# Work instructions:
Pull out each line of the data that contains the string "instance". Case counts.

[Dataset records]
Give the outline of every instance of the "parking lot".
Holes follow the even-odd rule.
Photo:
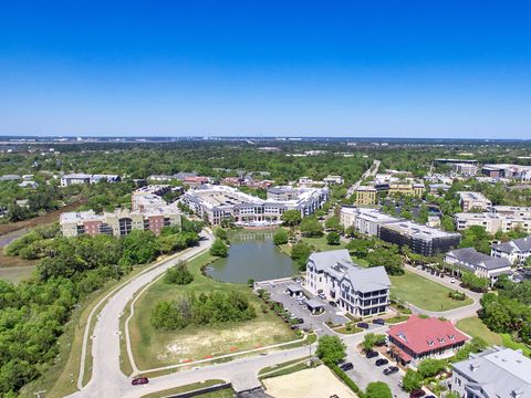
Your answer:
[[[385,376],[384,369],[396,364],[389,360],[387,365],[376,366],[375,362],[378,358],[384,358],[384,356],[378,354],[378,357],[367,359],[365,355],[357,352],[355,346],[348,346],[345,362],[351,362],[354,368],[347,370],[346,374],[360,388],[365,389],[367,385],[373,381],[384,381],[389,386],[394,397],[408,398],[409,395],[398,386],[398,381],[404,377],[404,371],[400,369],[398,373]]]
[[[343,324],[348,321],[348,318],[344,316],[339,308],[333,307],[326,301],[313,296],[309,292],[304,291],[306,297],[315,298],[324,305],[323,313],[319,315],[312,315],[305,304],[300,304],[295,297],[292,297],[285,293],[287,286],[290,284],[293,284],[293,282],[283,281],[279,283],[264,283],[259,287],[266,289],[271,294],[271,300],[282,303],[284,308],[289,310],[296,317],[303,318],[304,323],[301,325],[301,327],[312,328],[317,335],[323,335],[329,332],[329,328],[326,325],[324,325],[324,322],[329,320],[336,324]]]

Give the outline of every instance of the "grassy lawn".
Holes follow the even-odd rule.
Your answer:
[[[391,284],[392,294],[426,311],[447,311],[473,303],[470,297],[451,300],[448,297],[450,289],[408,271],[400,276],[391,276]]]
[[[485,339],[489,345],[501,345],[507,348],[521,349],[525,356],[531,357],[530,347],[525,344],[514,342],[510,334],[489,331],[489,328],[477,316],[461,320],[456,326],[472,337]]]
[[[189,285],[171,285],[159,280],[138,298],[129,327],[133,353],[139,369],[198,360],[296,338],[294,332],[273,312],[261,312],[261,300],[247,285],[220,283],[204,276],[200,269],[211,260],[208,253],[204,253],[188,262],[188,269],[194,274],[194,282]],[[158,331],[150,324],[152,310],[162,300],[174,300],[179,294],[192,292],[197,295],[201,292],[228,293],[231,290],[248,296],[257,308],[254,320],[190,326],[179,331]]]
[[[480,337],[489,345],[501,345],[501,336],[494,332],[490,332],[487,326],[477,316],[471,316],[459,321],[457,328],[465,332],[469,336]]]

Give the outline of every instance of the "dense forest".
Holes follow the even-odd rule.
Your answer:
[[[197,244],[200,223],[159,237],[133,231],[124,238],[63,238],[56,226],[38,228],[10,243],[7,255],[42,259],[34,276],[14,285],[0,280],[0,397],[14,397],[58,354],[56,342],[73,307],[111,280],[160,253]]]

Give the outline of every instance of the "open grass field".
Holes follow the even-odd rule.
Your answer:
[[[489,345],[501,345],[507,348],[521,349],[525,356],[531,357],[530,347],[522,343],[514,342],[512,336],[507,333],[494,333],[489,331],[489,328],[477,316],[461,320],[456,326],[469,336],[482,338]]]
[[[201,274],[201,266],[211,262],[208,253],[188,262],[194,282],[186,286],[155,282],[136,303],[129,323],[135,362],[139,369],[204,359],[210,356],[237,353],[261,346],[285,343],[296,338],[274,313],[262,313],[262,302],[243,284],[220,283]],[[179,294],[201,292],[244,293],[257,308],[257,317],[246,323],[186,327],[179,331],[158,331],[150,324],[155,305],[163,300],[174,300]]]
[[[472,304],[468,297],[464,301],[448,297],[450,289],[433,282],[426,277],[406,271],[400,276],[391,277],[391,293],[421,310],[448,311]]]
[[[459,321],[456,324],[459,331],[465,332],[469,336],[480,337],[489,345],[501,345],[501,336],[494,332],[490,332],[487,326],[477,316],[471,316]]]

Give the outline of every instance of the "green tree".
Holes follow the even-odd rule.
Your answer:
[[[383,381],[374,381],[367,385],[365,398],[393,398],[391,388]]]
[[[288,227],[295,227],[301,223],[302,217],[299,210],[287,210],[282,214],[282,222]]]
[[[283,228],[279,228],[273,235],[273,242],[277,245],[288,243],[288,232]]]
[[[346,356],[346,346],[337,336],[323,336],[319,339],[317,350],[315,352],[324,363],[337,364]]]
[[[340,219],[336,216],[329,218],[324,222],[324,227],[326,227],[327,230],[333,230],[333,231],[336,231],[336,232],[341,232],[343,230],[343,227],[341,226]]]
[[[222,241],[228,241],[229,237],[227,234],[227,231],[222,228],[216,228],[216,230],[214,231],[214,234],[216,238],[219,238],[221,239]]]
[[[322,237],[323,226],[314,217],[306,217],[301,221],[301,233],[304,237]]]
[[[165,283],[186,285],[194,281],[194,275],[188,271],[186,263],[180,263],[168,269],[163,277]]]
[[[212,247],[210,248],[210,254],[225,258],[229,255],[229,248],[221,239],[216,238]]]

# Written response:
Give the outline of every instance of the "parking lot".
Give the outline of every instance of the "grassy lawn".
Give the outline of every instance of the "dense forest".
Give the outline of every instance of the "open grass field".
Give the outline of every instance of the "green tree".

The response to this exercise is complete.